**Textauszug**
######
Als Kind hatte ich es viel mit den Ohren. Was mich dazu brachte, Menschen mit weißen Kitteln zu hassen. Sie konnten die alberne Nierenschale, in der die riesige Spritze lag, noch so gut verstecken; ich hörte das Klappern. So schlecht waren meine Ohren dann doch nicht. Vielleicht hätten sie einfach nur so einen Gummiball nehmen sollen. Denn an der Spritze war keine Nadel und drinnen nur Wasser. Zum Ohren ausspülen. Was zwar auch nicht schön, aber nicht so beängstigend war wie diese riesige Spritze. In diesem Punkt war ich sehr vergesslich. Ich fürchtete mich jedes Mal, so dass es zuweilen fünf Leute brauchte, mich festzuhalten.

Später, mit 5, nahmen sie mir, aus demselben Grund, die Mandeln heraus. Mit örtlicher Betäubung, die noch dazu nicht richtig wirkte. Ich merkte, was sie taten, und sah diese blutigen Kullern in die Tasche der Gummischürze plumpsen, die sie mir vorgebunden hatten.

Danach durfte ich eine Woche lang ganz viel Eis essen, aber kein Schokoladeneis, nur Vanille und Frucht. Der Höhepunkt des langweiligen Krankenhausalltags. Als ich wieder sicher auf den Beinen war, schlich ich über die Station, was ich ganz sicher nicht durfte, und landete in einem Zimmer voller alter Männer (in diesem Alter scheinen alle Männer alt), die sich ihre Langeweile damit vertrieben, mir Geschichten zu erzählen.
######
**Aufgabe a**
Schreiben Sie die Einträge unten als nummerierte Liste um, beginnend beim Anfang der Einträge und endend mit der Zeile, die „0,0 -> 474,418“ enthält. Leerzeilen lassen Sie dabei weg.
Der Textauszug und die Einträge haben nichts miteinander zu tun.

Einträge aus einer Datenquelle
######
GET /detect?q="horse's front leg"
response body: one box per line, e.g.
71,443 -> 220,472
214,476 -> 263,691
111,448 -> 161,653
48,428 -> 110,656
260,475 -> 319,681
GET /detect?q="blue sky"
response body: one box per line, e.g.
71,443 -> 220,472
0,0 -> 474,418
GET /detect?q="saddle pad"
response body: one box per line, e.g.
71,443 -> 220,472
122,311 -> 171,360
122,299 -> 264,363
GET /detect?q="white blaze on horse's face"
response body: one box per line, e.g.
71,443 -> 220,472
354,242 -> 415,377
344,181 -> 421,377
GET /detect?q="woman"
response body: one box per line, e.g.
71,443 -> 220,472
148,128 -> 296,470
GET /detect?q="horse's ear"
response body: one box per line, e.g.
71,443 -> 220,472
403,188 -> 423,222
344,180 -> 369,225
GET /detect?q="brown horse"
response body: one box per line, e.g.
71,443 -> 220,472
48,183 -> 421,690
######
**Aufgabe b**
Setzen Sie den Textauszug über die Krankenhauserlebnisse in der Kindheit im Anschluss an seinen letzten Satz fort.

**Ergebnis a**
1. GET /detect?q="horse's front leg"
2. response body: one box per line, e.g.
3. 71,443 -> 220,472
4. 214,476 -> 263,691
5. 111,448 -> 161,653
6. 48,428 -> 110,656
7. 260,475 -> 319,681
8. GET /detect?q="blue sky"
9. response body: one box per line, e.g.
10. 71,443 -> 220,472
11. 0,0 -> 474,418

**Ergebnis b**
Das Alles hat übrigens nichts geholfen. Nach zwanzig Jahren Tinnitus und vier Hörstürzen höre ich nicht mehr besonders gut. (Dass die Bässe an der Stereoanlange nicht richtig eingestellt sind, hörte ich allerdings vor 30 Jahren schon nicht. Das scheint mehr so ein Männerding zu sein. Dafür hörte ich die Kinder in der Nacht immer viel, viel früher als ihr Vater.) Was mich aber nicht sonderlich betrübt, also das schlechte Gehör. Nur das Nicht-Hören während der Hörstürze fand ich beängstigend. Es gibt so vieles, was man besser nicht hört, denke ich inzwischen. Und für die Dinge, die man hören will, reicht es allemal. Schlimmstenfalls, wenn man die Umwelt nicht belästigen will, gibt es Kopfhörer. Schon seit einer ganzen Reihe von Jahren kabellos. Und manchmal, wenn jemand merkwürdige, freche, uninteressante Sachen sagt, mache ich mir den Spaß nachzufragen, auch ein zweites und drittes Mal. Die meisten geben dann auf und erkennen die Unwichtigkeit ihrer Äußerung, die nur beim ersten Mal hätte witzig sein können.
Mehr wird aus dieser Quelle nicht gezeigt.